**REQUIRED TASK**.
Reproduce every line of the data below verbatim, changing nothing.

_ _ _ _ _

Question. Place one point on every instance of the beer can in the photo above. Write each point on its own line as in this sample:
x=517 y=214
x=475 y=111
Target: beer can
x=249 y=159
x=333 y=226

_ _ _ _ _

**WRITTEN ANSWER**.
Question. Place one point on every instance of the beer can in the photo above. Write each point on its own line as in this sample:
x=517 y=214
x=475 y=111
Target: beer can
x=249 y=159
x=333 y=226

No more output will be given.